_GIVEN PROBLEM_
Write out the items below word for word, starting at the first line and ending at the line containing "0 1117 400 1200", with both of those lines included.

↓↓↓

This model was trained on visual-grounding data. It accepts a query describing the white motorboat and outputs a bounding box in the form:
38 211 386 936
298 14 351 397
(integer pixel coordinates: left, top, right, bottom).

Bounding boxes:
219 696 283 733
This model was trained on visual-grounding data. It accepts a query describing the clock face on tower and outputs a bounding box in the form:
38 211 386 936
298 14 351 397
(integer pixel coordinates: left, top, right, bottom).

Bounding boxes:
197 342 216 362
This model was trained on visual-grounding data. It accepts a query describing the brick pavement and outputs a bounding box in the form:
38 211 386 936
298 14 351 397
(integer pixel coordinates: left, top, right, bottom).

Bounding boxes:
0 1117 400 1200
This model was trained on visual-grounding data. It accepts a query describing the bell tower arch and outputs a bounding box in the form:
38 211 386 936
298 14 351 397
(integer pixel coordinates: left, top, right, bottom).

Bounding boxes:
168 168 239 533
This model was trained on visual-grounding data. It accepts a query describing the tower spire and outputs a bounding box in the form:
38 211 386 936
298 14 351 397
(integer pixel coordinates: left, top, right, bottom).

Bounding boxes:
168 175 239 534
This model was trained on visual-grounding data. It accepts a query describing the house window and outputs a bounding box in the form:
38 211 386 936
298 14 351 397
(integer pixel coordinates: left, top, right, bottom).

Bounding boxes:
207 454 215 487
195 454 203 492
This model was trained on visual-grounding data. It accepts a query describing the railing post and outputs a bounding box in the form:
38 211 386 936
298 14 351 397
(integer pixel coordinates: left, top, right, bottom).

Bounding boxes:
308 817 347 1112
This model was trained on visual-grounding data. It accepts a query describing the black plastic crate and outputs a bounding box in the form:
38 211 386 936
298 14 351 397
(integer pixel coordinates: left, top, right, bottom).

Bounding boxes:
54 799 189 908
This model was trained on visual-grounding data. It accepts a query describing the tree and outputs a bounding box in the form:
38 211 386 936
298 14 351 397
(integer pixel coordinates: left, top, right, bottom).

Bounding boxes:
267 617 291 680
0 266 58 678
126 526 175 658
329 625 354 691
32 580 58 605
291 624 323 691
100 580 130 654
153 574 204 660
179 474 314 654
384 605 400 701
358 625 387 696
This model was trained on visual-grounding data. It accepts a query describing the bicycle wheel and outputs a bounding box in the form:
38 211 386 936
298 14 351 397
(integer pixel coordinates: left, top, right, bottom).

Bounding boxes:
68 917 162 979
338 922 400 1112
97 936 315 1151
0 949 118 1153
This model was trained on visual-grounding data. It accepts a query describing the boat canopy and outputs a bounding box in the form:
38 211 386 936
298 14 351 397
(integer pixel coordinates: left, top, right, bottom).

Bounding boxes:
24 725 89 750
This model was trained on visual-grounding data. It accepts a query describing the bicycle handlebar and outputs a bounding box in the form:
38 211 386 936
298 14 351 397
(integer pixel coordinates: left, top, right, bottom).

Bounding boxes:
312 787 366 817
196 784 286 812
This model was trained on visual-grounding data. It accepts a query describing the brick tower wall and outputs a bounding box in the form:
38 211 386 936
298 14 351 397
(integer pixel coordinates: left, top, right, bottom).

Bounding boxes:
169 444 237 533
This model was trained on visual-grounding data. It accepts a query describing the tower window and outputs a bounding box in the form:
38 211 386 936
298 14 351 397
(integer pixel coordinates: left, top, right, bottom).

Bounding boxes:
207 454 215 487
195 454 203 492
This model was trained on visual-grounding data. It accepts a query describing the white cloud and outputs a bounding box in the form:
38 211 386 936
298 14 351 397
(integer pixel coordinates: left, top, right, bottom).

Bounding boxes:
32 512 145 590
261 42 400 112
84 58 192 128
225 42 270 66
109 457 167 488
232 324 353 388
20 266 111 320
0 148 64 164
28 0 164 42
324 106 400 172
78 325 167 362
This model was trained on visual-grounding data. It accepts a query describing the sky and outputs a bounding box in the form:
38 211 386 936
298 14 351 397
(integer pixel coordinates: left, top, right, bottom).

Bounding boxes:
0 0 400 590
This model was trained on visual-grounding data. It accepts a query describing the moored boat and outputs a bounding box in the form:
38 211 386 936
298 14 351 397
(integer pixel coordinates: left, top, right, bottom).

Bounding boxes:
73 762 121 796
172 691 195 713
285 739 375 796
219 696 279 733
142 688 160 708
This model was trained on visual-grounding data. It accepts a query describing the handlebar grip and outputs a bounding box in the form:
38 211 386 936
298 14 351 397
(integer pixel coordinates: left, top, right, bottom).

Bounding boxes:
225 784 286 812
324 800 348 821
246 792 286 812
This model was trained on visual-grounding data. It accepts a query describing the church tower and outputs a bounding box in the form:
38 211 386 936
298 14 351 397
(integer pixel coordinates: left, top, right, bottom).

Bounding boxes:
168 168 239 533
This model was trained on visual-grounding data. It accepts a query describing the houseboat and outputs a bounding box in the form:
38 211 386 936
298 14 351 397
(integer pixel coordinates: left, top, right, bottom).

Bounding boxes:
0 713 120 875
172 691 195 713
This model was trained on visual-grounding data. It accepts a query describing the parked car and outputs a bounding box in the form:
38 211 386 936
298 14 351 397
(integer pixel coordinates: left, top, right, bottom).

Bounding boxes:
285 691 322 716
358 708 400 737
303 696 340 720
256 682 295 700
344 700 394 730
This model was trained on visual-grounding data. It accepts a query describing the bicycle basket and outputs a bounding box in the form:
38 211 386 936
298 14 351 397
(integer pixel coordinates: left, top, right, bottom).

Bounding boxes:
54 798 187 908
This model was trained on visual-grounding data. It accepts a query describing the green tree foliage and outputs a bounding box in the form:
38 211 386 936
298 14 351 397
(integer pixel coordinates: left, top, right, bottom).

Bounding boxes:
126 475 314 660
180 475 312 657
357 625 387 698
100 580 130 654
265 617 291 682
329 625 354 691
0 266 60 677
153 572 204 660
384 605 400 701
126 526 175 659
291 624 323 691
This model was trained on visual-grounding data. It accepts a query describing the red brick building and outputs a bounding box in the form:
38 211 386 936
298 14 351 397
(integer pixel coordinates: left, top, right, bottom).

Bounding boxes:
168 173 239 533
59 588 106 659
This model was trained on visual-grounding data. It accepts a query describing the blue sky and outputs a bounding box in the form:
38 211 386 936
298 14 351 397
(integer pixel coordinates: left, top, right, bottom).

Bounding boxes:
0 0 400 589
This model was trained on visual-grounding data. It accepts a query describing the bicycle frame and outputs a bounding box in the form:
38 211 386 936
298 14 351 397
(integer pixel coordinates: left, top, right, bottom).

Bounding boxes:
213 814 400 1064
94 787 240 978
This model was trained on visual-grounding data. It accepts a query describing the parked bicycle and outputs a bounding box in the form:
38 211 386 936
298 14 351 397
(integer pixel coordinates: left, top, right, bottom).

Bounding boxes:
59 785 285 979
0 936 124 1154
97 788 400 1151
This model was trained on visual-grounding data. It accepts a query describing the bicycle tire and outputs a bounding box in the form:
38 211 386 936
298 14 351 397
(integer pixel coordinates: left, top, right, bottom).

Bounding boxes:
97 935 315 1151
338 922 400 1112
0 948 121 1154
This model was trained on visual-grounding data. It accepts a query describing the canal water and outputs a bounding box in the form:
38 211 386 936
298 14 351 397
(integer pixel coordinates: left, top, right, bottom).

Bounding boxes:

↑↑↑

_EXERCISE OUTPUT_
This model was trained on visual-grounding data. It accepts a query describing the white motorboat and outputs a bounding box in the form:
38 211 386 936
298 14 351 397
(integer pixel coordinates: left, top, right, bottom).

Bounding boxes:
219 696 283 733
This model was trained on visual-grounding data. It accepts a query describing the clock face on tower and outputs a bounding box in the form:
38 211 386 936
298 14 351 397
(integer pixel coordinates: left, top, right, bottom).

Bounding boxes:
197 342 216 362
This model was trained on visual-grounding data. It accepts a query describing the brick pavement and outputs a bounding box in the form:
38 211 386 936
298 14 351 397
(integer pixel coordinates: left, top, right, bottom).

Bounding boxes:
0 1117 400 1200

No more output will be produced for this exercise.